Historized SCD lookups with Range Queries in Kafka Streams
Introduction
About 5 years ago, while working for a client, I encountered an interesting problem related to lookups on slowly changing dimensions. As the project grew, it became apparent that historical events need to be linked to historical SCD data derived from Master Data. At the time all lookups were done using joins in Kafka Streams which require an exact match to fire, this would be “impossible” to do with historized data that was defined by a date range. I argued that this should still be possible in Kafka Streams with some data messaging but alas the label of “impossible” stuck and a solution using an external database to do these queries was chosen.
While there is nothing wrong with the external database approach, there are clear benefits to not leaving the Kafka Streams framework, mainly:
- transaction support
- faster query times
- lazy evaluated iterator instead of db cursor
- OOM safety
- less operational risk
Hence here I am, 5 years later while between contracts, showing how this can be done and highlighting an underutilized and misunderstood feature of Kafka Streams: Range Queries.
——————————
### SHORT EXERCISE 1
Reproduce the rows below without any changes, starting with the first row and ending with the line that contains "16;143;150;162".

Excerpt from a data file
——————————
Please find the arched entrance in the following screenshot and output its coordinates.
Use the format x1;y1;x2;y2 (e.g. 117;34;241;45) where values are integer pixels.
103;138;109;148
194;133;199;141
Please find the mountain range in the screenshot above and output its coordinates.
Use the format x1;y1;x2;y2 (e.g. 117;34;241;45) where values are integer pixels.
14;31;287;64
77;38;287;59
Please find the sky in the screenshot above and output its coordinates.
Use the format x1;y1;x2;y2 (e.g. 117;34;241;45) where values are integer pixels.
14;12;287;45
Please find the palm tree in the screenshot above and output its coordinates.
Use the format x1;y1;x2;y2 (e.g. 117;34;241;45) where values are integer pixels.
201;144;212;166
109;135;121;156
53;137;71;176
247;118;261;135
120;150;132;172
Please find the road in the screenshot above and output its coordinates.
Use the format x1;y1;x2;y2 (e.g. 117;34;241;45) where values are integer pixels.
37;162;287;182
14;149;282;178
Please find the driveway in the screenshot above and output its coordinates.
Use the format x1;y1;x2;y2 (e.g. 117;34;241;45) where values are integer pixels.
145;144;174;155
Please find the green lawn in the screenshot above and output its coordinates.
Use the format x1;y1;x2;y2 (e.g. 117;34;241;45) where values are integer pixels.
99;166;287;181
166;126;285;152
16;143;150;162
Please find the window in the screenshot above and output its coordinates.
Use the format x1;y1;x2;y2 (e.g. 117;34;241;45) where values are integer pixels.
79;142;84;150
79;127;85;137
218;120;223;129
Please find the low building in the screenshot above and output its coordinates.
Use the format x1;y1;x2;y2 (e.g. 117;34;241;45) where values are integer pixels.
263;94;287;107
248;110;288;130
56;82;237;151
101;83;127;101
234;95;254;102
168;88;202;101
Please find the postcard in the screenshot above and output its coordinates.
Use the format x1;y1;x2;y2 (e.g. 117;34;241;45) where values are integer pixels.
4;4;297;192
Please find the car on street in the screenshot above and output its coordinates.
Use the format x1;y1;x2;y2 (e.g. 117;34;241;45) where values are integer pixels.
——————————
### SHORT EXERCISE 2
According to the article on Kafka Streams range queries, what solution was chosen for the historized lookups five years ago?

### EXERCISE RESPONSE 1
Please find the arched entrance in the following screenshot and output its coordinates.
Use the format x1;y1;x2;y2 (e.g. 117;34;241;45) where values are integer pixels.
103;138;109;148
194;133;199;141
Please find the mountain range in the screenshot above and output its coordinates.
Use the format x1;y1;x2;y2 (e.g. 117;34;241;45) where values are integer pixels.
14;31;287;64
77;38;287;59
Please find the sky in the screenshot above and output its coordinates.
Use the format x1;y1;x2;y2 (e.g. 117;34;241;45) where values are integer pixels.
14;12;287;45
Please find the palm tree in the screenshot above and output its coordinates.
Use the format x1;y1;x2;y2 (e.g. 117;34;241;45) where values are integer pixels.
201;144;212;166
109;135;121;156
53;137;71;176
247;118;261;135
120;150;132;172
Please find the road in the screenshot above and output its coordinates.
Use the format x1;y1;x2;y2 (e.g. 117;34;241;45) where values are integer pixels.
37;162;287;182
14;149;282;178
Please find the driveway in the screenshot above and output its coordinates.
Use the format x1;y1;x2;y2 (e.g. 117;34;241;45) where values are integer pixels.
145;144;174;155
Please find the green lawn in the screenshot above and output its coordinates.
Use the format x1;y1;x2;y2 (e.g. 117;34;241;45) where values are integer pixels.
99;166;287;181
166;126;285;152
16;143;150;162

### EXERCISE RESPONSE 2
A solution that used an external database to do these queries.